## Exercise requirements
Retype exactly the lines from the one with "Definition for annotators: for every instance of the wooden" down to the final line of the material below, both included, and nothing more.
◇ ◇ ◇ ◇
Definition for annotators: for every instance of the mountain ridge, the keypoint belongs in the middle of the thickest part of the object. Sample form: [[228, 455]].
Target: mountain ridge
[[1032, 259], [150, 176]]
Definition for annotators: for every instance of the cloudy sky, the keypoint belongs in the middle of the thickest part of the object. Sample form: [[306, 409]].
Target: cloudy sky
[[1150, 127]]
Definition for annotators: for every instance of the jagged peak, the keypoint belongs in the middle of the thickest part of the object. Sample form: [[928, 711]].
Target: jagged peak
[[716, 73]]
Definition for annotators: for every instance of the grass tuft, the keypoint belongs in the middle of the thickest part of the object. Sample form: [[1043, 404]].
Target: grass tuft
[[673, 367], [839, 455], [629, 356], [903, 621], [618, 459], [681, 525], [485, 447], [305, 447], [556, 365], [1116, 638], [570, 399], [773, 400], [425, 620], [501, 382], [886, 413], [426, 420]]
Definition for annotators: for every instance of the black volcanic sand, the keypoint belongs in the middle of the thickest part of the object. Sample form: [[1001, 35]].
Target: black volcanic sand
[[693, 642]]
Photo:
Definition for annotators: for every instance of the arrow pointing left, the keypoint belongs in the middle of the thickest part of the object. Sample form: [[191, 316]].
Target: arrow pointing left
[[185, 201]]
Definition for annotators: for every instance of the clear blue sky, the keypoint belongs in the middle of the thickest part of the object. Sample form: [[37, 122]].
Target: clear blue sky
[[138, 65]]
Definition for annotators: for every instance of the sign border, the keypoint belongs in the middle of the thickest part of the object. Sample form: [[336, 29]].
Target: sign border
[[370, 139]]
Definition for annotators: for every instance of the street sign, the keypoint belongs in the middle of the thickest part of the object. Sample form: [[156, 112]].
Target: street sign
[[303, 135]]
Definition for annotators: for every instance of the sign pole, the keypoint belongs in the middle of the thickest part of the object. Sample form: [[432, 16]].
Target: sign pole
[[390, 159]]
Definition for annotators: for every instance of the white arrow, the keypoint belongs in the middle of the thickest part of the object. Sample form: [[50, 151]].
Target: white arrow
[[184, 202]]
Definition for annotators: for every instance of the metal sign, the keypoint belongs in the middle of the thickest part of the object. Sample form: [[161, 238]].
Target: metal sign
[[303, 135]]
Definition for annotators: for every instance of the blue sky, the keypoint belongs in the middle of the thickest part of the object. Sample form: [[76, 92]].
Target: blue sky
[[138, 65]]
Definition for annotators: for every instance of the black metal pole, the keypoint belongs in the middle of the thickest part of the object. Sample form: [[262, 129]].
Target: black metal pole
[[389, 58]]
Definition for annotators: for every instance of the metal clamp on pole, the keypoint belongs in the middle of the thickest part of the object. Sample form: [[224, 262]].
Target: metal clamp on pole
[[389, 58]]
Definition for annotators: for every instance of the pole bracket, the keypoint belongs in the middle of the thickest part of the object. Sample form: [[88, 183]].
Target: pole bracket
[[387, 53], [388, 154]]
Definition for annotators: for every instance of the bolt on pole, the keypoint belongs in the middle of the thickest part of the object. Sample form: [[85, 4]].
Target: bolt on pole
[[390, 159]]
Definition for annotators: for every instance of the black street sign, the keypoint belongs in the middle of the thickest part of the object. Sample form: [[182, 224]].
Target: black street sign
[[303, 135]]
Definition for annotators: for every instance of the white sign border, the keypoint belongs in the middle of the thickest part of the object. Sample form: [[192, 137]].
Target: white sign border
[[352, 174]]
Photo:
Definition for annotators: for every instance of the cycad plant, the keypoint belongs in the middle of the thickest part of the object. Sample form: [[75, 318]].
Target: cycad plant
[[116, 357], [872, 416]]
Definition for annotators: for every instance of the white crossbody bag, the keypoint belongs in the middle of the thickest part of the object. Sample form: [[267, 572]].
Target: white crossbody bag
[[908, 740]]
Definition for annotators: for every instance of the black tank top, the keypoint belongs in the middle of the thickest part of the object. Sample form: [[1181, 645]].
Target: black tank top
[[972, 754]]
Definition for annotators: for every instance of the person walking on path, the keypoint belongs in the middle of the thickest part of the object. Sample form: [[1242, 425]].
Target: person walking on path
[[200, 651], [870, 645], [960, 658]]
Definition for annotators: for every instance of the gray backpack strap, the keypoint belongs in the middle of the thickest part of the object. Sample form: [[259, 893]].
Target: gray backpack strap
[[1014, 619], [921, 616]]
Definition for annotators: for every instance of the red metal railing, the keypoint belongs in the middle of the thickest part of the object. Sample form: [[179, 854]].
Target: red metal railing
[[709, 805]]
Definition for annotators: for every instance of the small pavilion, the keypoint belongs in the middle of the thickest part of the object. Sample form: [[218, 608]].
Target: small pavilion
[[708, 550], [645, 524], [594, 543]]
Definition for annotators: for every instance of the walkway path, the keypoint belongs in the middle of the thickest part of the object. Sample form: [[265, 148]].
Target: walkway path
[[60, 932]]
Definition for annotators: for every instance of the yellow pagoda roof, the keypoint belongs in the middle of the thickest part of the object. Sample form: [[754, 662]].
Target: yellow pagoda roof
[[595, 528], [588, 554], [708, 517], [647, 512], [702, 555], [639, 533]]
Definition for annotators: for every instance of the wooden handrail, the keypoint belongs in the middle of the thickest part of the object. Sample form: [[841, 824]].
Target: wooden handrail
◇ ◇ ◇ ◇
## Solution below
Definition for annotators: for every instance of the wooden handrail, the keypoint belongs in the middle of the thickest part of the object. Sample form: [[841, 824]].
Target: wooden handrail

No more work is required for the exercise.